- Data shown
"""

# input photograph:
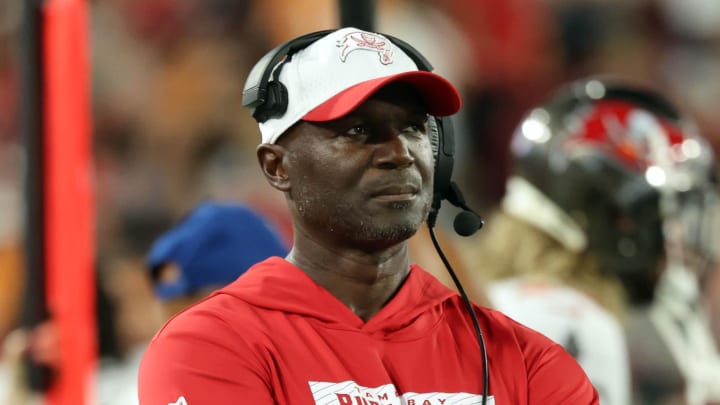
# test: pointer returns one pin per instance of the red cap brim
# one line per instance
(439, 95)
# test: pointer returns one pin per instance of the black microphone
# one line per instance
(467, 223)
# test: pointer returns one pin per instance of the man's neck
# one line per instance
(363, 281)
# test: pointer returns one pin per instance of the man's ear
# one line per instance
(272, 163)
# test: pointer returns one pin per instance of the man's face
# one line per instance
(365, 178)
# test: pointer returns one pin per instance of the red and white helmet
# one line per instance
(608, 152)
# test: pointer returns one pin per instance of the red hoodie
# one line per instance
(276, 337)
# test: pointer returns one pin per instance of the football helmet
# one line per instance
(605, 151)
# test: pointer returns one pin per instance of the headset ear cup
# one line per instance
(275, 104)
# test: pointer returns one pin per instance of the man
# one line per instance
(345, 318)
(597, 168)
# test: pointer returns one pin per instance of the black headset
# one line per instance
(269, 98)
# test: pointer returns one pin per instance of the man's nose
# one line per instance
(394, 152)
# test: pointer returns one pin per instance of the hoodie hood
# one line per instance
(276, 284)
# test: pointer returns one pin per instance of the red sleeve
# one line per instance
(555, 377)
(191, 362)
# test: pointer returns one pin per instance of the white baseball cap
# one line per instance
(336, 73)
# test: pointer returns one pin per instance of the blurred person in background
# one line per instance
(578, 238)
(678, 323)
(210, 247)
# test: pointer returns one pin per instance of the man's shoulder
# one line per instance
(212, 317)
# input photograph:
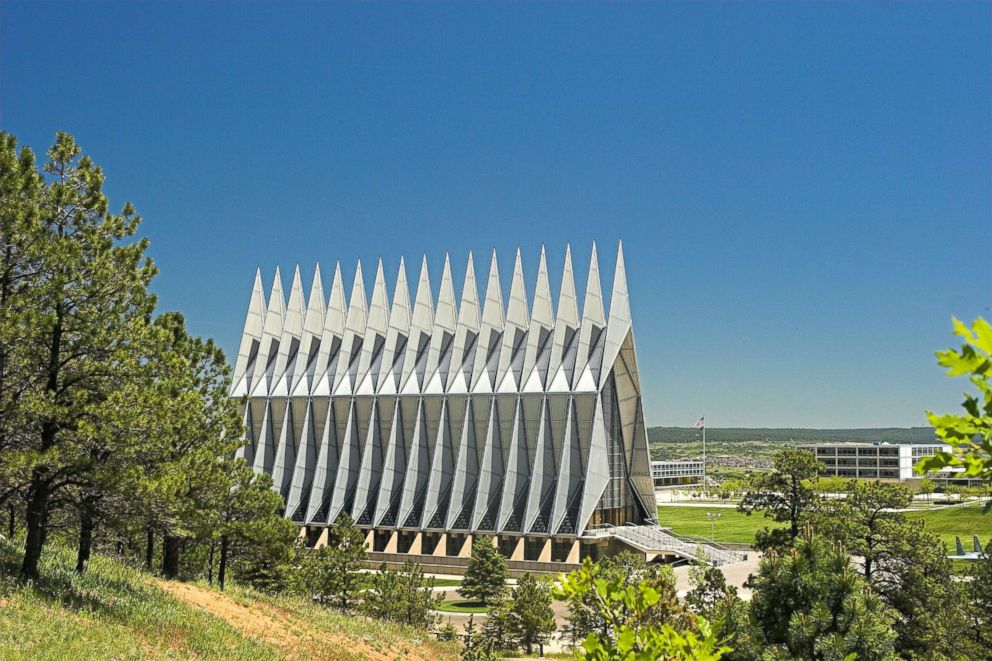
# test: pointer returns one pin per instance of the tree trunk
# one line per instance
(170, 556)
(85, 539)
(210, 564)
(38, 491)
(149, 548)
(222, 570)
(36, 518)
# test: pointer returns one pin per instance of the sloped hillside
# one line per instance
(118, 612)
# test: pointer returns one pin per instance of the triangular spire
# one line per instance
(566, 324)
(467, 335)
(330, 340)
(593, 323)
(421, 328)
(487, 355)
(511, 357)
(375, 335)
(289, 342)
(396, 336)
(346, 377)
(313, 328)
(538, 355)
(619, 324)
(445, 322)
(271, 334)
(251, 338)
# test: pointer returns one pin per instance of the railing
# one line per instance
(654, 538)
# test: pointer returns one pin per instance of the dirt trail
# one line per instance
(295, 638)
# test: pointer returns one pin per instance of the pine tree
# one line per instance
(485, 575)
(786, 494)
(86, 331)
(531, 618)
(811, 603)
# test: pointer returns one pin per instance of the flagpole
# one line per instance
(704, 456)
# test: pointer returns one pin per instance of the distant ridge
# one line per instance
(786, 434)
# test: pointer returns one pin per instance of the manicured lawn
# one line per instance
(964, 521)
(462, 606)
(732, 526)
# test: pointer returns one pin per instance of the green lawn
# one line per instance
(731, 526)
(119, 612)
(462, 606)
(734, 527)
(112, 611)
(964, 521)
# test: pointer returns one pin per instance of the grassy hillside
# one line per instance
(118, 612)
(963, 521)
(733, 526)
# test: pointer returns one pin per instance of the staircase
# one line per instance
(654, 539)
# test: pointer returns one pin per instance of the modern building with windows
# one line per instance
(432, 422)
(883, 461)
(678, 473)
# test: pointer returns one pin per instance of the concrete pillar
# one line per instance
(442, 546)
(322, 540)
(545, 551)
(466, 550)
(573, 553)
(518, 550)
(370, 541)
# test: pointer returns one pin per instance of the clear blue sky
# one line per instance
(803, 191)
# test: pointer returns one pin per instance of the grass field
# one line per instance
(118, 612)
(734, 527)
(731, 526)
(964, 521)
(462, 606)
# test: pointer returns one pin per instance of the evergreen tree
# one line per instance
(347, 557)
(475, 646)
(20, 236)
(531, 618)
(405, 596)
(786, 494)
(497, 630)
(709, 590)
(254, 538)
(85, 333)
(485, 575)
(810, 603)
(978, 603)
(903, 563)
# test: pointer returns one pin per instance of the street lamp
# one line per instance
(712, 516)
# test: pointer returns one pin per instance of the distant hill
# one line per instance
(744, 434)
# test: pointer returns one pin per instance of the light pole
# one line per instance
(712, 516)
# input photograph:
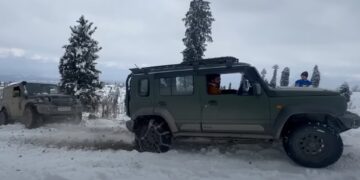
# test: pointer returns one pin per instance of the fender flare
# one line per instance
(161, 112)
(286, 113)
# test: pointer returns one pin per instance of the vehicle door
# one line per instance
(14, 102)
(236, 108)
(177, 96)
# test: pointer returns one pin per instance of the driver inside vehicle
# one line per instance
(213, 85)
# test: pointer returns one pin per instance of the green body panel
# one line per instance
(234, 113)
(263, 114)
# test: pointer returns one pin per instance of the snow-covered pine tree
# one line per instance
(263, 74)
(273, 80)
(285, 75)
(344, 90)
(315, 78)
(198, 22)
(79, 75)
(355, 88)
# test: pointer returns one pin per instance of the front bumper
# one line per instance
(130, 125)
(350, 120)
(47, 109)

"""

- Written instruction
Copy every line of the listing above word for word, omitting the pictures.

- Worked answer
# input photograph:
# test: pointer returns one pin per instance of the red cap brim
# one line per instance
(439, 95)
# test: pointer returns one pin per instance of the black microphone
# one line per instance
(467, 223)
# test: pointer returns one pin per instance of the man's neck
# one line per instance
(363, 281)
# test: pointer returns one pin per instance of the man's ear
# one line per instance
(272, 163)
# test: pointer returns one pin per instance of the man's face
# one line per instance
(365, 178)
# test: pointer returns one pin per instance of the red and white helmet
# one line per instance
(608, 152)
# test: pointer returns one pin per instance of the red hoodie
# one line per instance
(276, 337)
# test: pointer returns one pin per instance of the football helmet
# one line per instance
(605, 151)
# test: pointer returns one pin per instance of the headset ear cup
# one line per instance
(275, 104)
# test: pointer returns one pin per instance of the man
# one line per instance
(345, 318)
(597, 168)
# test: pointer returns one pin per instance of the black headset
# one line per instance
(269, 98)
# test: pointer returns one pin per instance of the man's nose
# one line per instance
(394, 152)
# test: pointer returns one pin per instance of the hoodie hood
# one line per instance
(276, 284)
# test: pointer returns one pin per instance of the red sleeve
# one line per instance
(555, 377)
(191, 362)
# test: pointer returns one pin per instance of the white baseball cap
# one line per instance
(336, 73)
# test: pointer returns one pin per instance of the blurred person in background
# one line per instance
(578, 238)
(678, 323)
(210, 247)
# test: pointer returns one pin per instance of the man's shoulder
# one line per instance
(212, 317)
# input photograph:
# test: pointer returns one pin per instance of the tree trunk
# one line per instance
(170, 556)
(85, 539)
(210, 564)
(38, 491)
(149, 548)
(222, 570)
(36, 518)
# test: pointer returns one pin per instance of the sloped hillside
# one line per instance
(118, 612)
# test: pointer returns one pin per instance of the triangular spire
# one line per instance
(566, 324)
(467, 335)
(330, 340)
(593, 323)
(421, 328)
(487, 355)
(511, 357)
(375, 335)
(289, 342)
(396, 336)
(346, 377)
(313, 328)
(538, 355)
(619, 324)
(445, 322)
(271, 334)
(251, 338)
# test: pointer returns one pin per instance of the railing
# one line per instance
(654, 538)
# test: pointer returns one pin per instance of the dirt trail
# one line per instance
(295, 638)
# test: pointer returns one pin per instance of the pine tree
# one line per instance
(485, 575)
(786, 494)
(86, 331)
(531, 618)
(811, 603)
# test: pointer returns one pin per instance of the flagpole
# one line per instance
(704, 456)
# test: pointer returns one pin per instance of the distant ridge
# one line per instance
(786, 434)
# test: pointer returns one pin per instance of the manicured lawn
# one line per instance
(964, 521)
(462, 606)
(732, 526)
# test: pointer returns one pin per instance of the green lawn
# one line per instance
(731, 526)
(119, 612)
(462, 606)
(734, 527)
(112, 611)
(964, 521)
# test: pointer returns one pin per instance of the grassy hillside
# one line per instance
(118, 612)
(963, 521)
(733, 526)
# test: pointer returns one pin per instance of the staircase
# one line per instance
(654, 539)
# test: pointer returns one pin per instance of the modern building with windows
# one line per instance
(432, 422)
(883, 461)
(678, 473)
# test: pointer returns one pin per instance of the concrete pillar
# one line per instance
(442, 546)
(322, 540)
(545, 551)
(466, 550)
(573, 553)
(518, 550)
(370, 541)
# test: pointer returns one pin per instance of the clear blue sky
# one line per instance
(803, 191)
# test: pointer returns one pin per instance of the grass field
# one line per instance
(118, 612)
(734, 527)
(731, 526)
(964, 521)
(462, 606)
# test: pointer returns one pin per instance of the evergreen tree
# one line per instance
(347, 557)
(475, 646)
(20, 236)
(531, 618)
(405, 596)
(786, 494)
(497, 630)
(709, 590)
(254, 538)
(85, 333)
(485, 575)
(810, 603)
(978, 603)
(903, 563)
# test: pointer returns one pin per instance of the street lamp
# one line per instance
(712, 516)
# test: pointer returns one pin per instance of the distant hill
# one line per instance
(744, 434)
# test: pointer returns one pin per instance of the light pole
# one line per instance
(712, 516)
# input photograph:
# test: pointer returns one pin per instance of the fender flare
# one line per instance
(161, 112)
(286, 113)
# test: pointer returns one pin per instance of the vehicle door
# one line per instance
(14, 102)
(236, 108)
(177, 96)
# test: pointer returns one pin per instance of the driver inside vehicle
# one line per instance
(213, 85)
# test: pointer returns one pin per instance of the green body panel
# one line per instance
(234, 113)
(263, 114)
# test: pointer returns one pin per instance of the snow-covered pine tree
# one line per instance
(263, 74)
(273, 80)
(285, 75)
(344, 90)
(315, 78)
(198, 22)
(79, 75)
(355, 88)
# test: pointer returns one pin per instance of the front bumper
# one line per instance
(130, 125)
(350, 120)
(47, 109)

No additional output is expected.